#### What you have to do
Pull every line containing "rectangular" out of the material below.

#### Extracted information
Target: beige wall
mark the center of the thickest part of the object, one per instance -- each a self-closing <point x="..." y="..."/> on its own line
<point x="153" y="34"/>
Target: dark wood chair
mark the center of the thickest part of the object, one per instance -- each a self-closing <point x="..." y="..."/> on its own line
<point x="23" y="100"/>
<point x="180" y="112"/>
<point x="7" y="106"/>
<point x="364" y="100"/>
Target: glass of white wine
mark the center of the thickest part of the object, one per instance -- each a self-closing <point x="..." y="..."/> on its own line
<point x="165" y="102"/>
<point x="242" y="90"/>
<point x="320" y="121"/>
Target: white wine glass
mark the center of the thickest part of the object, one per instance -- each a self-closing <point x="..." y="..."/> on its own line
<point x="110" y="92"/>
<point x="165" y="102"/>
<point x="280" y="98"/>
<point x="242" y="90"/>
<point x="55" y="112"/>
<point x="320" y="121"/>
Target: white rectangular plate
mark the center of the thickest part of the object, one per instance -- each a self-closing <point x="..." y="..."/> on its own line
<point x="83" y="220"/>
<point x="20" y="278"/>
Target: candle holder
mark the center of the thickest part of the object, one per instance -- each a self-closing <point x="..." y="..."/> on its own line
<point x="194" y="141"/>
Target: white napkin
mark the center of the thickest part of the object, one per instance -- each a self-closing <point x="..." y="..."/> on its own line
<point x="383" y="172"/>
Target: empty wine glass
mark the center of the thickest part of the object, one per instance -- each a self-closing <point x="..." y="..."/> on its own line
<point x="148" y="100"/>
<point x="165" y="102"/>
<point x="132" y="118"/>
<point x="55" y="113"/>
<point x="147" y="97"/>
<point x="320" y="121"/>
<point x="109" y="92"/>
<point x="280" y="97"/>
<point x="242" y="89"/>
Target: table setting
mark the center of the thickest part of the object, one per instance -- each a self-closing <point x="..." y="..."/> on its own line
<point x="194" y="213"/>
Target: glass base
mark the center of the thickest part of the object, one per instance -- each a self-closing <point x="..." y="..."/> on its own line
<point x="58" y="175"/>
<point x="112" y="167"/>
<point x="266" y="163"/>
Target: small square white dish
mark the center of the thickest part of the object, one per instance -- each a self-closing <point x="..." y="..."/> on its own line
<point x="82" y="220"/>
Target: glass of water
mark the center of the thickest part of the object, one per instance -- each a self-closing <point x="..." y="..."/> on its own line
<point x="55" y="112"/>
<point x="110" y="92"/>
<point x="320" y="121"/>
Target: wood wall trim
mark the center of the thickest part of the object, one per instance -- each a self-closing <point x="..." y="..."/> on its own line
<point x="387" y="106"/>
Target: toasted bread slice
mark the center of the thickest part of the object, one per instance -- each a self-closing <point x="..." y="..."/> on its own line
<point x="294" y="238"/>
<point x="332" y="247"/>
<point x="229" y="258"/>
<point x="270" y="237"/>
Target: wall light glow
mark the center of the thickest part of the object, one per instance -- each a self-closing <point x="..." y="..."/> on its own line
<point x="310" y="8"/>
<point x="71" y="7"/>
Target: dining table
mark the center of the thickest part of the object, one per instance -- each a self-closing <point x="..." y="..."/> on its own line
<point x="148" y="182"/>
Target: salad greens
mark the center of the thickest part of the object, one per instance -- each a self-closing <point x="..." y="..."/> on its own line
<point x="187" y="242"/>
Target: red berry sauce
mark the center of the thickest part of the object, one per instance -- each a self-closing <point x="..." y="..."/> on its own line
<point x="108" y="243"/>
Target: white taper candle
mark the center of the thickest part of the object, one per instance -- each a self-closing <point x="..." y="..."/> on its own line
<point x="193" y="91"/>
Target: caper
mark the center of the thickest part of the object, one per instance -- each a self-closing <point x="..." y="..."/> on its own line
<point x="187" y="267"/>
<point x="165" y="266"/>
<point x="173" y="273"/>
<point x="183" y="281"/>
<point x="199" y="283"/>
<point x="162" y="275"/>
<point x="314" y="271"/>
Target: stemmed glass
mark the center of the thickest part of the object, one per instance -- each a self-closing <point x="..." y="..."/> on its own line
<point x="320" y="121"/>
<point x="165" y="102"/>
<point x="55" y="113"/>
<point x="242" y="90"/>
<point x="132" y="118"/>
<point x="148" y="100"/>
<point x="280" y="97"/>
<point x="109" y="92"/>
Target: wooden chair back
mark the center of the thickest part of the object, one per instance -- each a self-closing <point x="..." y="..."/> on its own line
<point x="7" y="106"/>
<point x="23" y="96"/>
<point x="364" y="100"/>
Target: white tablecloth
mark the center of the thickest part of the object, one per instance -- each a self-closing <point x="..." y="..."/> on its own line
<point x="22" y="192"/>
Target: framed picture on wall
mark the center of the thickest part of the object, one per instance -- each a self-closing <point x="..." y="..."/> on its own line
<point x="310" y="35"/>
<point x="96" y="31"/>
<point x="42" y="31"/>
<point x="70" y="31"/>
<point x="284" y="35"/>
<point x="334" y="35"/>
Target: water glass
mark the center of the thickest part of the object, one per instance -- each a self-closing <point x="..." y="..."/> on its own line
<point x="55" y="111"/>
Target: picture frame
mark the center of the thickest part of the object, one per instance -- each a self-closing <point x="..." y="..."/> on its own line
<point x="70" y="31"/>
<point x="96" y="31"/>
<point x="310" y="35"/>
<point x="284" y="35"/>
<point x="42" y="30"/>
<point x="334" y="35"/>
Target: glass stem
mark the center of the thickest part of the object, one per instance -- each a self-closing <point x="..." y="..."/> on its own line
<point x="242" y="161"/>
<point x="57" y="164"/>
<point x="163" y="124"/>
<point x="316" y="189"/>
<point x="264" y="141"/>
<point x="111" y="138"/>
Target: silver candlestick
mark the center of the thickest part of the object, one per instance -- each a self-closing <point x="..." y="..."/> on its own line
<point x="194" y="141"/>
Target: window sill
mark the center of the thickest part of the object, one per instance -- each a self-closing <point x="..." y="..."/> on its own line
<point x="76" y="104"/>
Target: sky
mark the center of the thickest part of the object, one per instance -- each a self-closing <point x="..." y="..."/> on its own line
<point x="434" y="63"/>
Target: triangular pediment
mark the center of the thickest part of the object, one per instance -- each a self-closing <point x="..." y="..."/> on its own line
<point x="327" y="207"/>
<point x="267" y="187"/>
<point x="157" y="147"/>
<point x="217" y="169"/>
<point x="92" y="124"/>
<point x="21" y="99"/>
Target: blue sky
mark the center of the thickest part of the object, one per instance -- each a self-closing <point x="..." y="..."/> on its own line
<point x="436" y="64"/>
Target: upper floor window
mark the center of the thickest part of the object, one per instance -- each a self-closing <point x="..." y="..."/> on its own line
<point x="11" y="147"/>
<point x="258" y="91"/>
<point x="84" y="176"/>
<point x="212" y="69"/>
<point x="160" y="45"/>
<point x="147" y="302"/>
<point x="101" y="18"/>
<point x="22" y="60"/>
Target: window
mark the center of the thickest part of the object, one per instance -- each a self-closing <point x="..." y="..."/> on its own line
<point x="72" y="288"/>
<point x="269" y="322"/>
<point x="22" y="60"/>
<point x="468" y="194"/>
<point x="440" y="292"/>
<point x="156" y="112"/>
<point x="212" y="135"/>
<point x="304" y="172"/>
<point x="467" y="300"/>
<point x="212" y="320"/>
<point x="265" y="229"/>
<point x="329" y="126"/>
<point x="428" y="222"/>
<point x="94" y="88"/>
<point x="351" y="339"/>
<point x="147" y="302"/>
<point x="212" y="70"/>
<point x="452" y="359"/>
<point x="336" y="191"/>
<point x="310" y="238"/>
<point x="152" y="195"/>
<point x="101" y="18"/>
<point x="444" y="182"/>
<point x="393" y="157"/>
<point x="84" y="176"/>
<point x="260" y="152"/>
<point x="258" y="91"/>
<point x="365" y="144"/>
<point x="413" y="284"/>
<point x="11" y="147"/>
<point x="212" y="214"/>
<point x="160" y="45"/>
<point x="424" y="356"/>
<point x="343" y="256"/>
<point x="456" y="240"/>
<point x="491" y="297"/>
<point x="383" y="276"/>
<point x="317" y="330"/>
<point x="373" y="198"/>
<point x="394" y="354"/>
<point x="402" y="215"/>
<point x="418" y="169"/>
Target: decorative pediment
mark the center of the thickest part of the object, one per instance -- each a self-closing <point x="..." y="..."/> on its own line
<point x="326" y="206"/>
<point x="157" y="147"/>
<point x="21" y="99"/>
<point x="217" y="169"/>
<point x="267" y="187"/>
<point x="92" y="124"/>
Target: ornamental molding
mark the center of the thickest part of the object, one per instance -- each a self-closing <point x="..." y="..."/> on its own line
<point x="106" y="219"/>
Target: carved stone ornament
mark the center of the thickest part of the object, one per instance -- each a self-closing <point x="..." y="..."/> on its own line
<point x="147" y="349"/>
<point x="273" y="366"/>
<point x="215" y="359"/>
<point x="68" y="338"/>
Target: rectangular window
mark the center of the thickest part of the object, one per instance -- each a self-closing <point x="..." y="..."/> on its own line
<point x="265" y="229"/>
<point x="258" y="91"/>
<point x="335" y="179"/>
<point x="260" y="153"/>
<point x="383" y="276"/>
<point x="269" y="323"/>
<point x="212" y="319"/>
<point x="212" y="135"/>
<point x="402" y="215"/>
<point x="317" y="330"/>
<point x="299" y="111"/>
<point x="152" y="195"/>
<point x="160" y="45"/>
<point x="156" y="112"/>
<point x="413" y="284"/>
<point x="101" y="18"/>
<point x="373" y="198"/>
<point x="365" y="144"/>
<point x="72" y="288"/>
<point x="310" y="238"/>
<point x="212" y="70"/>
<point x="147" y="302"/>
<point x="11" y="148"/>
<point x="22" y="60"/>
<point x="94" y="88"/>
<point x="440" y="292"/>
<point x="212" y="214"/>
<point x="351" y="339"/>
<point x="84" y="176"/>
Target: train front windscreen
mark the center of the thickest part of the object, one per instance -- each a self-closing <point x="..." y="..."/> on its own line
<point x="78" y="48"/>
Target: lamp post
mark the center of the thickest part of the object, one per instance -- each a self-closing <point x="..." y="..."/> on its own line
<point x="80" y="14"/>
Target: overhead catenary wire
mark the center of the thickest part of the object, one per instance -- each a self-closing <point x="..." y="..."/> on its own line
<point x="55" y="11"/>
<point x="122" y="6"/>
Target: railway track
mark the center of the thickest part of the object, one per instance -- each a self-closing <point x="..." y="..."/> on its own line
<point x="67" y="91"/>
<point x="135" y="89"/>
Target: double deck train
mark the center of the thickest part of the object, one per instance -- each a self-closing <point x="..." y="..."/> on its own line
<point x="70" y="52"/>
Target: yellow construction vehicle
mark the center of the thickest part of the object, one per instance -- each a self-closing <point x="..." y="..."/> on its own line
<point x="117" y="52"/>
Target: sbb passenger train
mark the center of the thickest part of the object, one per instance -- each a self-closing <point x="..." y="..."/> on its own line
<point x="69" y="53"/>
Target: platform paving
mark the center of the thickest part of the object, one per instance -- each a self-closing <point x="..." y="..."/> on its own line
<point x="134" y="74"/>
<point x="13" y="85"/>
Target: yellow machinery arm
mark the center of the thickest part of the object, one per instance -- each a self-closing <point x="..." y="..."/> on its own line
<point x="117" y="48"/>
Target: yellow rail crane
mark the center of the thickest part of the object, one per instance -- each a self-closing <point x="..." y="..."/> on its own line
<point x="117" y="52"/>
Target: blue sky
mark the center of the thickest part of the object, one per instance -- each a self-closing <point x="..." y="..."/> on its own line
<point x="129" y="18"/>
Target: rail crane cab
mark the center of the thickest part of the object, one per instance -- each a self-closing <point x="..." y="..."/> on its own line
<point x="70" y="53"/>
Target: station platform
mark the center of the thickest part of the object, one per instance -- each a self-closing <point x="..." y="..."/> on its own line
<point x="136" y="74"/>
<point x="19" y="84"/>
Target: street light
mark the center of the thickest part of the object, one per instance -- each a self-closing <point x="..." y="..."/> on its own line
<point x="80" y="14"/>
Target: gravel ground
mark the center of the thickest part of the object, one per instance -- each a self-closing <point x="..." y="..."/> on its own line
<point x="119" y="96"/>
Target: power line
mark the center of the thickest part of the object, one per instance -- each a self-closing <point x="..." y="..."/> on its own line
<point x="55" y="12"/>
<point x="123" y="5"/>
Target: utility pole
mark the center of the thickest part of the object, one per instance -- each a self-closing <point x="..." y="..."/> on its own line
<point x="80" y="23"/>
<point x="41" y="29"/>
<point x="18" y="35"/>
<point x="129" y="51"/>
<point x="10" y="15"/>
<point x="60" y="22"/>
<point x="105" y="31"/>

#### Answer section
Target: white rectangular plate
Target: rectangular window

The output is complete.